• [SET OF TASKS]:
1. Using the forum thread about Bluetooth auto-connecting, decide whether each statement agrees with it. Answer yes or no, and quote the words that settle it.
(a) The person who started the thread says the phone is rooted.
(b) The reply says the GNex would auto pair with the car stereo in about 3-4 seconds.
(c) The replying poster's SGS3 is on US Cellular.
2. Translate this sentence from the Bluetooth forum thread into Spanish: "So I have to disconnect/re-connect and it works."
3. In the Bluetooth forum thread, which phone does the reply say worked fine with the aftermarket car stereo?

• [DOCUMENT]:
# Bluetooth no longer auto connnects



## wiseguychacon (Oct 23, 2011)

I am not rooted. My bluetooth audio works fine and it pairs fine. After a while it stopped auto connecting when in range of the audio devices i have my phone paired with. Any one else have this issue? Are there any work arounds?

Sent from my SCH-I535 using RootzWiki


----------



## RMarkwald (Oct 19, 2011)

wiseguychacon said:


> I am not rooted. My bluetooth audio works fine and it pairs fine. After a while it stopped auto connecting when in range of the audio devices i have my phone paired with. Any one else have this issue? Are there any work arounds?
> 
> Sent from my SCH-I535 using RootzWiki


I have. GNex worked with aftermarket car stereo just fine, would auto pair every time in about 3-4 seconds. I've noticed with the SGS3 that practically never happens, and if it does I have to wait like one minute or so, and then it only may connect to Media. So I have to disconnect/re-connect and it works. This was 100% stock, and now I'm rooted running a stock tweaked ROM.

It's annoying, but now that I know I have to do that it's a work-a-round.

This is the SGS3 on US Cellular BTW.


----------



## ombracol (Aug 12, 2011)

• [PROVIDED INFORMATION]:
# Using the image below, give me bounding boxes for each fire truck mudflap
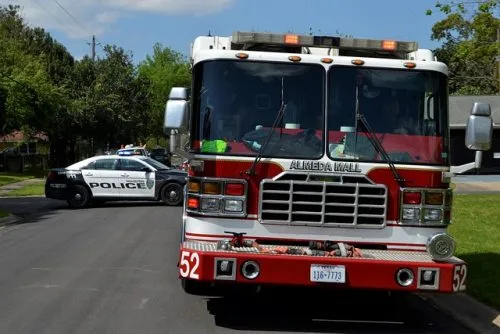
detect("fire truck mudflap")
[179,241,467,293]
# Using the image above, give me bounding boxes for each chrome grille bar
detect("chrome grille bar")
[259,174,388,228]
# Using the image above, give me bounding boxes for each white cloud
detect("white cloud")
[0,0,236,38]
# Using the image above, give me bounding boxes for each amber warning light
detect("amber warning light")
[232,31,418,52]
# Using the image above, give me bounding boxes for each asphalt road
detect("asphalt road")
[0,198,476,334]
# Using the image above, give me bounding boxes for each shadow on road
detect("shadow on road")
[0,197,176,225]
[203,290,471,334]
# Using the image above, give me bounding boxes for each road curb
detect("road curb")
[418,293,500,334]
[0,195,45,199]
[0,214,23,227]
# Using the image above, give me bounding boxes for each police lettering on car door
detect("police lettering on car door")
[89,180,155,190]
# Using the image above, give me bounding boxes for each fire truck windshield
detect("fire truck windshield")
[190,59,449,165]
[191,60,326,159]
[327,66,448,165]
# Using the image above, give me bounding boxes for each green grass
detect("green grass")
[0,172,35,187]
[4,181,45,197]
[449,195,500,309]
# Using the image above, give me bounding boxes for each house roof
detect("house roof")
[449,95,500,129]
[0,131,48,143]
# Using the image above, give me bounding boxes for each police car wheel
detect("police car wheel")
[68,184,89,209]
[161,183,183,206]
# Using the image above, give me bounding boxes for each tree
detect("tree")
[138,43,191,143]
[427,0,500,95]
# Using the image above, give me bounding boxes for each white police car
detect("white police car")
[45,155,187,208]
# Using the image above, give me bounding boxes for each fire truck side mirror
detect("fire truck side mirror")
[163,87,189,134]
[465,102,493,151]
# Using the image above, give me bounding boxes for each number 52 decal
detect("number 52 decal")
[453,264,467,292]
[179,251,200,279]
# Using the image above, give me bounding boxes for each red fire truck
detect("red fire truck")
[164,32,492,294]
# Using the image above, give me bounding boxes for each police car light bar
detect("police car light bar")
[232,31,418,53]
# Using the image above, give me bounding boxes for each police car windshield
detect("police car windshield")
[143,158,170,170]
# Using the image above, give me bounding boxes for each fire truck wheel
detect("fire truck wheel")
[68,184,90,209]
[181,279,212,296]
[161,183,183,206]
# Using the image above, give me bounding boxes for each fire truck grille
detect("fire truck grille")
[259,175,387,228]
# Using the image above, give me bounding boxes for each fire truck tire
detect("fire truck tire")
[181,279,213,296]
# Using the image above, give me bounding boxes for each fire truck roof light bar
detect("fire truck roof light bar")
[232,31,418,52]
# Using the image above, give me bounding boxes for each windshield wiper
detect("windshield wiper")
[247,77,286,175]
[354,85,406,187]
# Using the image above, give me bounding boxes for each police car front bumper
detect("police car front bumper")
[45,183,69,200]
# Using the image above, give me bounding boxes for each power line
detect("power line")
[31,0,77,36]
[50,0,92,35]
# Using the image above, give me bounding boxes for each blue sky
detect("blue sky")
[0,0,448,62]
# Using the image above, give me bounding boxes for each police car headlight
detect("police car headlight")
[201,198,220,212]
[224,199,243,212]
[427,233,455,261]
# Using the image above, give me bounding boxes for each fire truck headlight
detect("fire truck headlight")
[427,233,455,261]
[224,199,243,212]
[424,209,443,221]
[201,198,220,212]
[403,208,420,223]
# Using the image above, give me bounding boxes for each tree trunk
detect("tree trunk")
[49,137,68,168]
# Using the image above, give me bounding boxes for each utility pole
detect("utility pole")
[92,35,95,61]
[87,35,96,61]
[496,27,500,95]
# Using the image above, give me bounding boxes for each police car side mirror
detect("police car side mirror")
[465,102,493,151]
[163,87,189,135]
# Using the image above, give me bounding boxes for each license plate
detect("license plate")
[311,264,345,283]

• [SOLUTION SET]:
1.
(a) No: "I am not rooted."
(b) Yes: "would auto pair every time in about 3-4 seconds"
(c) Yes: "This is the SGS3 on US Cellular BTW."

2. Así que tengo que desconectar y volver a conectar, y funciona.

3. The GNex.